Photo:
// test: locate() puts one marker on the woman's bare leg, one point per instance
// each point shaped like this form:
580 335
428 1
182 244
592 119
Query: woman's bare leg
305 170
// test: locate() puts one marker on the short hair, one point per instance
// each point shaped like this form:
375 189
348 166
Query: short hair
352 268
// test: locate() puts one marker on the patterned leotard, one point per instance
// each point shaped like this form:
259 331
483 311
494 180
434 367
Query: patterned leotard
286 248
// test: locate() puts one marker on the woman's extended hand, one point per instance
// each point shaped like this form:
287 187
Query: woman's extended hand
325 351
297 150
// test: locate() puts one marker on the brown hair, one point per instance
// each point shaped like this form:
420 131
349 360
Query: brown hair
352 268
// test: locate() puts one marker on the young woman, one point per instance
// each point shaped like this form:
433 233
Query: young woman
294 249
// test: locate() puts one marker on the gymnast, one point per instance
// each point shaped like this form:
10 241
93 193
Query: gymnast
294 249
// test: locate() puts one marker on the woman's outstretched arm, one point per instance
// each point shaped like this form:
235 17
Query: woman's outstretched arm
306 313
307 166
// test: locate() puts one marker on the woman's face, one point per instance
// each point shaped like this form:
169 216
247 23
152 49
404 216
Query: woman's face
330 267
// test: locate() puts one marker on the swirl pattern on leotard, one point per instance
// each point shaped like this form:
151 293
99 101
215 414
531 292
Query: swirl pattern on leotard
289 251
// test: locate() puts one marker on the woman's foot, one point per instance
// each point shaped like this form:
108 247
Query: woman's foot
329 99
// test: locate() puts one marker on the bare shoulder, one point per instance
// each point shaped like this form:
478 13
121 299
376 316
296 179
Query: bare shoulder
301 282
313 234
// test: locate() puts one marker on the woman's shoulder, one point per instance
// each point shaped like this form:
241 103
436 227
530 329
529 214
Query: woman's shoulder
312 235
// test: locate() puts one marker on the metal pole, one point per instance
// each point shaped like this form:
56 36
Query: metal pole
■ ■ ■ ■
§ **What you should do**: Would you copy out each line of the records above where the word "metal" occurs?

§ **Task response**:
// test: locate() puts one marker on the metal pole, one point per instance
Query: metal pole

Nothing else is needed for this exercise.